▶ Your objective
Format the material below as a numbered list, one line per item, and leave out any blank lines.

▶ Records for the task
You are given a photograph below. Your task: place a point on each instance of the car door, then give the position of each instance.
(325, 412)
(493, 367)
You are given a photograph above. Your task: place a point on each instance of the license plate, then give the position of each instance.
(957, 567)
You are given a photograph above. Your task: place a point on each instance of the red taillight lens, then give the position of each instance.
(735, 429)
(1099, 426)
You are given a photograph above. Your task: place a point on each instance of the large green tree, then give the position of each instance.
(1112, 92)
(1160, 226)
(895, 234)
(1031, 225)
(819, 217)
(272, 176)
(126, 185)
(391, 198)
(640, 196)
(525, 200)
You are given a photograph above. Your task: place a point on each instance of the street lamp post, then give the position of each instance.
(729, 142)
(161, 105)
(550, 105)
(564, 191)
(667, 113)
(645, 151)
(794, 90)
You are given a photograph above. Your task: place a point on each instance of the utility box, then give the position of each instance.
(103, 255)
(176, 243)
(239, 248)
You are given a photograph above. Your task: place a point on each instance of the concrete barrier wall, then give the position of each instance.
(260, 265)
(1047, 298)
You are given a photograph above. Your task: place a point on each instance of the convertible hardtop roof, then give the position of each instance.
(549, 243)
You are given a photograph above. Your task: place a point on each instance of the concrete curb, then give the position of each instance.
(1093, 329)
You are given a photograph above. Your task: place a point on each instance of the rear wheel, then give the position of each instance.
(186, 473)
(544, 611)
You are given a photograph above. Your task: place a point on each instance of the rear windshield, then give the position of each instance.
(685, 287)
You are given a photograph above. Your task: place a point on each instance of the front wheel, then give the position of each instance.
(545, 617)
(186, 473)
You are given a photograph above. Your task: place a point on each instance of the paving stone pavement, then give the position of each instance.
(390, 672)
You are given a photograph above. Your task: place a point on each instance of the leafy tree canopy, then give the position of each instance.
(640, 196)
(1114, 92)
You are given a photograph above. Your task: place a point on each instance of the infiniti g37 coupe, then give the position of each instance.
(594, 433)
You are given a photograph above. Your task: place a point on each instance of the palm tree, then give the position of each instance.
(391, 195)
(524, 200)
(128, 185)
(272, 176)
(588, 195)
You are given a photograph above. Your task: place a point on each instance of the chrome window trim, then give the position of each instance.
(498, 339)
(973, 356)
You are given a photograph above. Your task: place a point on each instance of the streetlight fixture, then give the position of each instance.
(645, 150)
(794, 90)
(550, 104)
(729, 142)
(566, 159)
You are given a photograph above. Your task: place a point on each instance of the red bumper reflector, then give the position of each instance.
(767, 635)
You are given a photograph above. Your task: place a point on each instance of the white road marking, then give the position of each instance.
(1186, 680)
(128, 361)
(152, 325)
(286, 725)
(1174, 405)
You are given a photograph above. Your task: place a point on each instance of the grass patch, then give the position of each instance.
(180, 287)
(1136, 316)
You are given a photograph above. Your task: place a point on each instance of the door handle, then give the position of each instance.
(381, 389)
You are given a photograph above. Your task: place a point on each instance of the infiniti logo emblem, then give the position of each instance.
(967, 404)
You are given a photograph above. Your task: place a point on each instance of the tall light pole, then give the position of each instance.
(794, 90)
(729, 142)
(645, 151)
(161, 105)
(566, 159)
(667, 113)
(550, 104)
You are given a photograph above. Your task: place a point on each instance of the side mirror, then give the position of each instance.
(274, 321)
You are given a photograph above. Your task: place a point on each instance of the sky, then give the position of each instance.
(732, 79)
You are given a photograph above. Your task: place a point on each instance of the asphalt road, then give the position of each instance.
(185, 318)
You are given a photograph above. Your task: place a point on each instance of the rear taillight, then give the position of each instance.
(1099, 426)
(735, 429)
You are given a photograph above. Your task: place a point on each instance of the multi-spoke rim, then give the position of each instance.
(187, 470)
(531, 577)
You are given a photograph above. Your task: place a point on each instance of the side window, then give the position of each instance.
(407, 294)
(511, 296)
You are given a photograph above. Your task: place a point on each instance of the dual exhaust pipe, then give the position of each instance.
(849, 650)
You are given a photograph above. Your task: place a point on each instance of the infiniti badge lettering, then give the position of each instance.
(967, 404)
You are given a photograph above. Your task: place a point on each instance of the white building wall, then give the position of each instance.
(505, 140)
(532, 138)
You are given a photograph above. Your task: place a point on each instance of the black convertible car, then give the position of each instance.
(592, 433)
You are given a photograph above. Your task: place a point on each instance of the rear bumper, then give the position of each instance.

▶ Exercise result
1. You are given a photograph below. Your task: place a point on each instance of the car door, then give the position of each instance.
2. (325, 412)
3. (493, 367)
4. You are given a photograph above. Your task: place a point on each instance of the license plate, then give the position of each instance.
5. (957, 567)
6. You are given a photograph above. Your task: place a point on each instance of the red taillight lens, then give the position of each instance.
7. (735, 429)
8. (1099, 426)
9. You are given a photograph above. Your task: place a point on each instance of the large green tree, then give the position of each instance.
10. (1112, 92)
11. (1160, 226)
12. (895, 234)
13. (1031, 225)
14. (819, 217)
15. (272, 176)
16. (126, 185)
17. (391, 198)
18. (640, 196)
19. (525, 200)
20. You are given a photograph above. Your task: place a point on each instance of the street lamp post, then give the position of each instance.
21. (729, 142)
22. (161, 105)
23. (550, 105)
24. (564, 191)
25. (667, 113)
26. (645, 151)
27. (794, 90)
28. You are given a photograph above. Your task: place a point on each instance of the utility box, then give the position of each instance.
29. (103, 255)
30. (176, 243)
31. (239, 248)
32. You are given a photograph above. Your task: place a point on each instance of the concrete barrier wall, then give the position of each instance.
33. (260, 265)
34. (1047, 298)
35. You are given a photograph above. Your task: place a point on each instance of the convertible hardtop roof, then give the position of each instance.
36. (549, 243)
37. You are given a photograph above. Your task: place a point on each instance of the concrete curb, then give the position of each instance.
38. (1093, 329)
39. You are given a photograph above. Your task: place a point on each instance of the rear wheel, then give the position of each instance.
40. (186, 473)
41. (544, 611)
42. You are given a photograph above. Your task: place a point on each instance of the rear windshield, then give the position of each instance.
43. (685, 287)
44. You are given a photograph above. Your task: place a point on each instance of the front wheel, then give the position of each instance.
45. (545, 617)
46. (186, 473)
47. You are given a photograph above. Your task: place a point on each instance of the paving stone pavement, then give the position of each instance.
48. (390, 672)
49. You are given a photograph above. Your task: place a point on each instance of the leafy tree canopy, then give the position of each instance.
50. (640, 196)
51. (1114, 92)
52. You are given a photograph above. Your task: place a point on each instance of the infiniti g37 coupe, then give the position of each instance.
53. (594, 433)
54. You are given a photograph above. Your task: place a point on each instance of the palm tree, then give the position of each instance.
55. (391, 195)
56. (524, 200)
57. (128, 185)
58. (272, 176)
59. (588, 195)
60. You are given a photograph above. Your task: place a point on each instance of the chrome window trim, then give the position of each instance.
61. (498, 339)
62. (973, 356)
63. You are given a photograph above. Your task: place a point on each instance of the streetlight fixture, then give the position of each instance.
64. (645, 150)
65. (794, 90)
66. (550, 104)
67. (729, 142)
68. (566, 159)
69. You are given a photograph above. Your task: place a point on each instance of the red bumper reflector, then give the position of each instance.
70. (767, 635)
71. You are given a photograph above. Your task: place a point on each instance of the white road marking, then give the position of each instance.
72. (1186, 680)
73. (128, 361)
74. (152, 325)
75. (286, 725)
76. (1174, 405)
77. You are given a photograph above. Your task: place a point on each instance of the grass patch, then give the position of each instance.
78. (180, 287)
79. (1136, 316)
80. You are given a photograph above. Your task: place a point on each instance of the door handle, then give the position of each instance.
81. (381, 389)
82. You are given a photograph above. Your task: place a point on each instance of the infiniti logo emblem, then give the position of each instance.
83. (967, 404)
84. You are given a photograph above. Your task: place a point on each instance of the tall light pole, then give the position of each instance.
85. (794, 90)
86. (729, 142)
87. (645, 151)
88. (161, 105)
89. (566, 159)
90. (667, 113)
91. (550, 104)
92. You are given a photograph above. Your task: place a point on each instance of the side mirror, then give the position of each instance.
93. (274, 321)
94. You are given a photograph above. Your task: place a point on each instance of the sky, then give the position of each instance.
95. (732, 79)
96. You are given a photograph above. Your task: place a point on each instance of the asphalt road, then give the position of each instance.
97. (185, 318)
98. You are given a photograph above. Your task: place a point on each instance of the rear taillight, then give the position of each instance.
99. (1099, 426)
100. (735, 429)
101. You are given a photograph above. Your task: place a point on each instance of the multi-spoke rim, then give the position of each instance.
102. (187, 470)
103. (531, 577)
104. You are given a photograph above. Your task: place a point on each instance of the side window, then give the position of each instance.
105. (407, 294)
106. (511, 296)
107. You are given a photograph above. Your task: place a point on each instance of the dual exhaust pipe, then give the position of each instance.
108. (849, 650)
109. You are given a photograph above. Your task: place a point on each instance of the infiniti badge lettering, then give the position of each instance.
110. (967, 404)
111. You are given a photograph above. Your task: place a point on each instance of the white building wall, then give the position of each instance.
112. (505, 140)
113. (532, 138)
114. You are given a photograph above. Your task: place a point on each instance of the black convertible car, then give the position of each instance.
115. (592, 433)
116. You are given a photograph above. Your task: place a point on each instance of the rear bumper, then give the position of each instance.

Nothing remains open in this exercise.